Sunday 16 March 2014

My Writing Process

Some of you have come across the 'My Writing Process' blog-tour thingy. And Val Poore has passed the baton to me - so now it's my turn to think about it. (You can read her lovely blog here)

1. What am I working on?
I'm trying to unpick a narrative from all the scribbles I made while I was in Cuba. It's a complicated process, and I'm not sure I understand how it works. But somehow just thinking about it all, and maybe writing a bit here and a bit there, enables my 'unconscious' (for want of a better term) to work out the story.
And then - with luck and a following wind - I'll have another ebook in the Over the Hill series.

2. How does my work differ from others of its genre?
Travel writers come in all shapes and sizes - and so what we see and think about will be different. Young people might write about surfing, or nightclubs, or cars. Some will pay more attention to place - and write poetically about the rhythm of the train on the Trans-Siberian Railway, or negotiating the backwaters of Kerala. Others openly write about themselves in the place - their work becomes a dialogue between memoir and travel; I sit more comfortably in this category.
For every writer brings personal experience. I travel as an older, white, woman - but I'm no Dervla Murphy. I'll never cross the Atlas mountains on a donkey. Instead I bumble about the place, and somehow find stories in the bumbling.

3. Why do I write what I do?
It was all a bit of an accident. I came home from a long trip (I went for a year) thinking I'd weave short stories from my travelling notes. Then I won a place on a mentoring scheme at Exeter University and my mentor persuaded me that I was strongest when I wrote about myself.
So I did. And still do (some of the time. I have been known to play with fiction from time to time.)

4. How does your writing process work?

→ Dataset entries:
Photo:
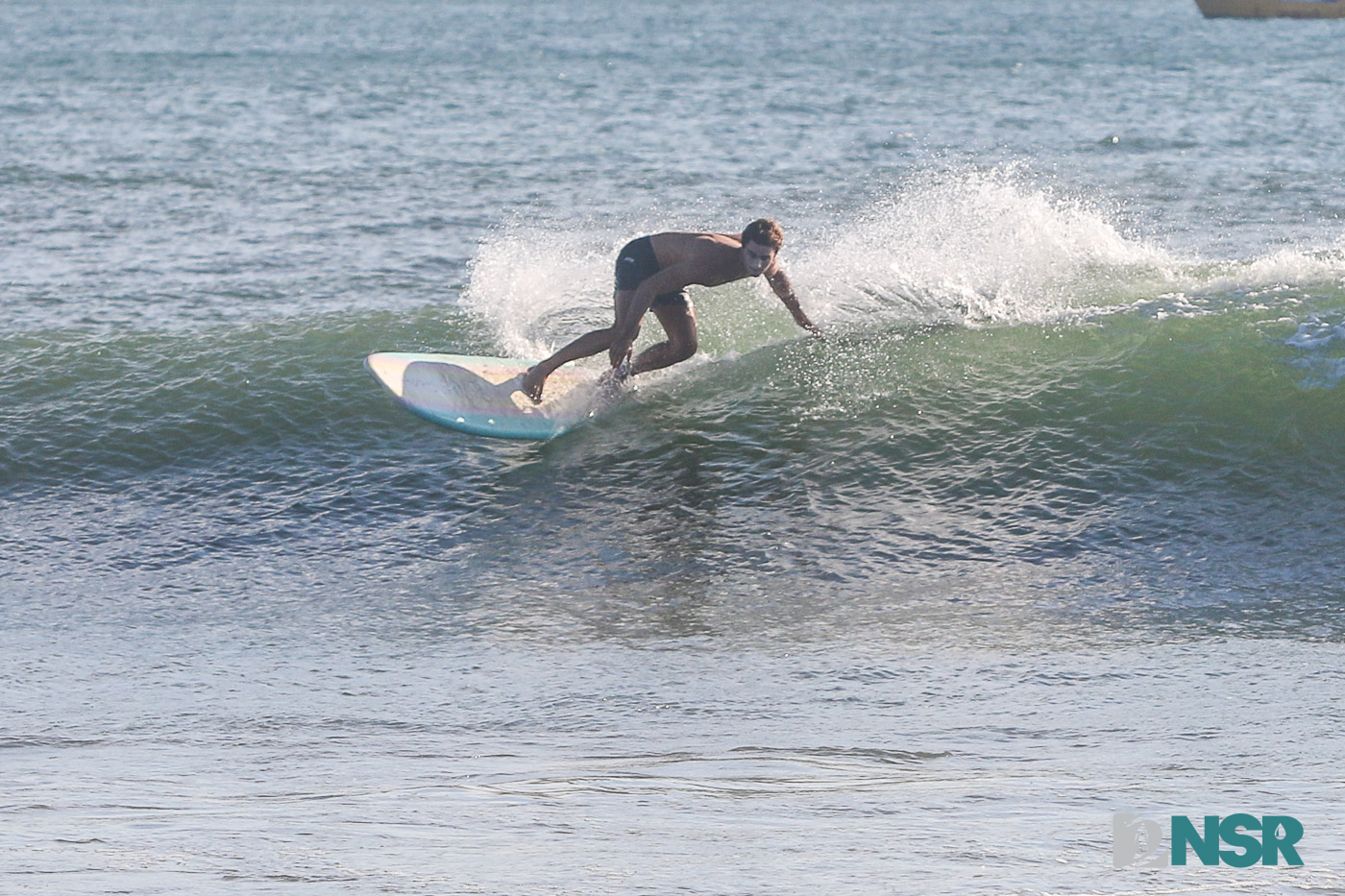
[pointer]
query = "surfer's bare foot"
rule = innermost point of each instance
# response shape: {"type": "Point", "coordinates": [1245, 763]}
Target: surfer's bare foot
{"type": "Point", "coordinates": [533, 382]}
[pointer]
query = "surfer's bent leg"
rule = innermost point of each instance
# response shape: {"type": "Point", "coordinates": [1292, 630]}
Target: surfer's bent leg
{"type": "Point", "coordinates": [678, 318]}
{"type": "Point", "coordinates": [635, 262]}
{"type": "Point", "coordinates": [585, 346]}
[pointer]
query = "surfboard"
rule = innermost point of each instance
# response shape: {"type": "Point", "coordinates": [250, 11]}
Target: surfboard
{"type": "Point", "coordinates": [480, 396]}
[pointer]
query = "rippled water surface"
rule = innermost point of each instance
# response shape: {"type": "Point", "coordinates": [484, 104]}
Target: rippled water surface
{"type": "Point", "coordinates": [1045, 530]}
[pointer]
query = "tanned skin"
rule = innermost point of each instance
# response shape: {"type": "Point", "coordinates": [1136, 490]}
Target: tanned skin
{"type": "Point", "coordinates": [685, 260]}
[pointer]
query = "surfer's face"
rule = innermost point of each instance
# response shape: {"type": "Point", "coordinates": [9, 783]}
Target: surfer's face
{"type": "Point", "coordinates": [756, 257]}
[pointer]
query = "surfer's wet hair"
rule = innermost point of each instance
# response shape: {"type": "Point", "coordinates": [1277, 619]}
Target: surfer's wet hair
{"type": "Point", "coordinates": [764, 233]}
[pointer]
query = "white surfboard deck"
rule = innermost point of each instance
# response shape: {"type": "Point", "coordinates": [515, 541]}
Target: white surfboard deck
{"type": "Point", "coordinates": [480, 396]}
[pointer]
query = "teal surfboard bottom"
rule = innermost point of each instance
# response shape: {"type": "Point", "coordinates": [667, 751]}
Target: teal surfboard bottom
{"type": "Point", "coordinates": [480, 396]}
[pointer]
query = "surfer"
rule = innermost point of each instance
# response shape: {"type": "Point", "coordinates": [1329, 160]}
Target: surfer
{"type": "Point", "coordinates": [652, 275]}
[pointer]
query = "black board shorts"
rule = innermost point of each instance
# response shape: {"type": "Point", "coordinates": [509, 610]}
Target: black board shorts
{"type": "Point", "coordinates": [635, 264]}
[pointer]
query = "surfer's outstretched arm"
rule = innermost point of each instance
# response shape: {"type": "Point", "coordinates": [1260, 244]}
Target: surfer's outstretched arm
{"type": "Point", "coordinates": [782, 288]}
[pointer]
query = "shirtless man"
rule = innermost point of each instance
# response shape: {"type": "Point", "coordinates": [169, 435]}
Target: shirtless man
{"type": "Point", "coordinates": [652, 274]}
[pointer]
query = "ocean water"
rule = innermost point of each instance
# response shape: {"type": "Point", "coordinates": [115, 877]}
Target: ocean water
{"type": "Point", "coordinates": [1048, 527]}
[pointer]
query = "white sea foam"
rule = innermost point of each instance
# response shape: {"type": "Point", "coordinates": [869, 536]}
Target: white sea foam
{"type": "Point", "coordinates": [950, 247]}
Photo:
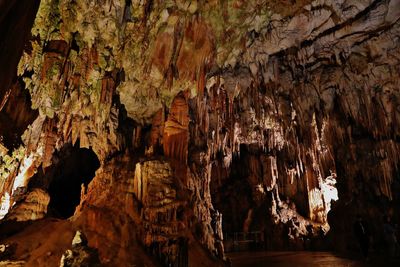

→ Instruction 1:
Copy the blog post word for word, everything from "And then - with" down to "write what I do?".
→ Instruction 2:
Which subjects does the blog post say young travel writers might write about?
→ Instruction 3:
According to the blog post, where did the writer win a place on a mentoring scheme?

→ Correct output 1:
And then - with luck and a following wind - I'll have another ebook in the Over the Hill series.

2. How does my work differ from others of its genre?
Travel writers come in all shapes and sizes - and so what we see and think about will be different. Young people might write about surfing, or nightclubs, or cars. Some will pay more attention to place - and write poetically about the rhythm of the train on the Trans-Siberian Railway, or negotiating the backwaters of Kerala. Others openly write about themselves in the place - their work becomes a dialogue between memoir and travel; I sit more comfortably in this category.
For every writer brings personal experience. I travel as an older, white, woman - but I'm no Dervla Murphy. I'll never cross the Atlas mountains on a donkey. Instead I bumble about the place, and somehow find stories in the bumbling.

3. Why do I write what I do?

→ Correct output 2:
Surfing, nightclubs, and cars.

→ Correct output 3:
At Exeter University.